All of the records must be restated exactly, with every line complete.
╭─ DATA TO EXAMINE
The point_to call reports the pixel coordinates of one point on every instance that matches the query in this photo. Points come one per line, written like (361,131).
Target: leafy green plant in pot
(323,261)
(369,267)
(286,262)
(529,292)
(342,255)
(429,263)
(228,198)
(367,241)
╰─
REPLY:
The point_to call reports the pixel coordinates of one point on every instance that matches the query in this photo. Points come one per line, written like (361,131).
Target: leafy green plant in pot
(323,261)
(369,267)
(286,262)
(529,292)
(342,255)
(429,263)
(228,198)
(367,241)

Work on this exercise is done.